## BEGIN

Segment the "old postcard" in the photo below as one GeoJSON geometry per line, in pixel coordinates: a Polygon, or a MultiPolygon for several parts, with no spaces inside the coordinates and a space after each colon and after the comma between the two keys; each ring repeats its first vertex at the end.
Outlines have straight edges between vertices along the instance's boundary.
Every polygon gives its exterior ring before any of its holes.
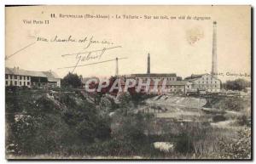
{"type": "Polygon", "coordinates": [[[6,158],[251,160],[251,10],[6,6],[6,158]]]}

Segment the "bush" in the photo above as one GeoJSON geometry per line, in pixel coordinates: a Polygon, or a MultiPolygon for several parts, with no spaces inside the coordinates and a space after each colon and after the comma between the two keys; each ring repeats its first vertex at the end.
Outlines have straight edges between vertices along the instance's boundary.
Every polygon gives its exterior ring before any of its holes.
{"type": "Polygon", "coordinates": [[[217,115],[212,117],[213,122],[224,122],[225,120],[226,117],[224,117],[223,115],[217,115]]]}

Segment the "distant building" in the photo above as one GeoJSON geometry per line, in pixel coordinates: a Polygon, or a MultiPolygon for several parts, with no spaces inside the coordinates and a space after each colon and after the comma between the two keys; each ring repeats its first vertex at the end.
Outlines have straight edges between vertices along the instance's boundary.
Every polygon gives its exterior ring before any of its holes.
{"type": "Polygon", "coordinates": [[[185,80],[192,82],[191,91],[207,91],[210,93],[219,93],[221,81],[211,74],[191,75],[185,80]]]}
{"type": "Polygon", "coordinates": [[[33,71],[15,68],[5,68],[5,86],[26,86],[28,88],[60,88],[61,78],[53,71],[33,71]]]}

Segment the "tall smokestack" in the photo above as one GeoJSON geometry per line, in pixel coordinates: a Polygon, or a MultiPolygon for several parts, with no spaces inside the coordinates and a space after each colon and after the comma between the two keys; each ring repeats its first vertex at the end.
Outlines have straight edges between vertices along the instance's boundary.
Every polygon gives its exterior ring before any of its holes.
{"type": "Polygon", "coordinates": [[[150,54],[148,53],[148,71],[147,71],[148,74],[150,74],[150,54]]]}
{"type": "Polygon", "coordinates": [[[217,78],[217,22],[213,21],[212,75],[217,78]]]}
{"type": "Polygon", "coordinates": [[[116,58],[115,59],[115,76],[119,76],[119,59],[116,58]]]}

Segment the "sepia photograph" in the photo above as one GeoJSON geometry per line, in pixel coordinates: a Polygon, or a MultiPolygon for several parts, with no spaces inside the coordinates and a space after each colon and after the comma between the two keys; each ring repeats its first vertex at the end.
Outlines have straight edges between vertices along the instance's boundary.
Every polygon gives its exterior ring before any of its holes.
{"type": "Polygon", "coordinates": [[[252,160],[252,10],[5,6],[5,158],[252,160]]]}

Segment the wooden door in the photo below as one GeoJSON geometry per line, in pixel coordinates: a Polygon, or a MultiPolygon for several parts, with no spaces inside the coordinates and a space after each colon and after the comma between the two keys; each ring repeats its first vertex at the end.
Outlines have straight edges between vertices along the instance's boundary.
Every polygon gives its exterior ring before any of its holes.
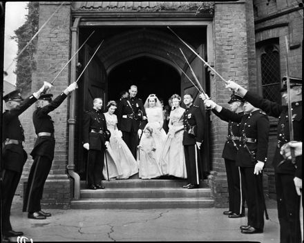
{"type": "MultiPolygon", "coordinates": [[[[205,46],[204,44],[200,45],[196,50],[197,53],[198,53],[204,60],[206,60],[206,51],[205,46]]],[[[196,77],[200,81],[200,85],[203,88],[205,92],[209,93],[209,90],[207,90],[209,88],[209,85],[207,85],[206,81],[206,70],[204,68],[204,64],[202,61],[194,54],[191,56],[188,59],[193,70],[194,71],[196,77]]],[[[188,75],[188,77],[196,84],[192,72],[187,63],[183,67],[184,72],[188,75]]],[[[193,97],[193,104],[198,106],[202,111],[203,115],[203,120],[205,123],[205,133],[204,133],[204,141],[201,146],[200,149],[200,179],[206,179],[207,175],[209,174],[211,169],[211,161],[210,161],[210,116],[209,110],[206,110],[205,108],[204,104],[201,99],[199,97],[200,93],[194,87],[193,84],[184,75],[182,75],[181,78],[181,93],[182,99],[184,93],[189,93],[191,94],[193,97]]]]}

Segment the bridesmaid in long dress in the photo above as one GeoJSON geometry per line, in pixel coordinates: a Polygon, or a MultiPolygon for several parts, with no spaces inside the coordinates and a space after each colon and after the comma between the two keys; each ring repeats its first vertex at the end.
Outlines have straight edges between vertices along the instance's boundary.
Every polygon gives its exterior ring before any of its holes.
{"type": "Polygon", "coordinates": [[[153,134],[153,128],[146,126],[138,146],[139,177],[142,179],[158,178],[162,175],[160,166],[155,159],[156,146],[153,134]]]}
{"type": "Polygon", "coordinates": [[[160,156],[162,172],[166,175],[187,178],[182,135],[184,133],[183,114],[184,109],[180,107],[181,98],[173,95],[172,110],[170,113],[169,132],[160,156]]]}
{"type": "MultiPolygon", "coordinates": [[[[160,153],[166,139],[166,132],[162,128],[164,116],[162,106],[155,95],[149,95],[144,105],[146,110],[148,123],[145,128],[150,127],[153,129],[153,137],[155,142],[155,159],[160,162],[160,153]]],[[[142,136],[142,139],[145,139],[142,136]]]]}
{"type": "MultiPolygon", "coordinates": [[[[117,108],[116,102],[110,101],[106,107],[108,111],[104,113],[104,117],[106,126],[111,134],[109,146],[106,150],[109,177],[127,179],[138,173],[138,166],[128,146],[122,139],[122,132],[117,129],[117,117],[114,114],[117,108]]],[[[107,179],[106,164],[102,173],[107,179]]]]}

## END

◆ EXERCISE OBJECTIVE ◆
Report every line from the entries above that contains the word "below".

◆ OUTPUT OF THE EXERCISE ◆
Segment the "old postcard" in the photo below as one GeoJSON geometry per line, in pixel coordinates: a Polygon, or a MultiPolygon for several parts, with no spaces inside the coordinates and a space after each colon and after the comma between the two keys; each ring repeats its first vertex at the end.
Segment the wooden door in the photo below as one GeoJSON geometry per line, in pixel coordinates: a Polygon, or a MultiPolygon for several parts, with no spaces inside the coordinates and a space after each colon and after the comma between the two keys; each ring repeats its first vertex at the end.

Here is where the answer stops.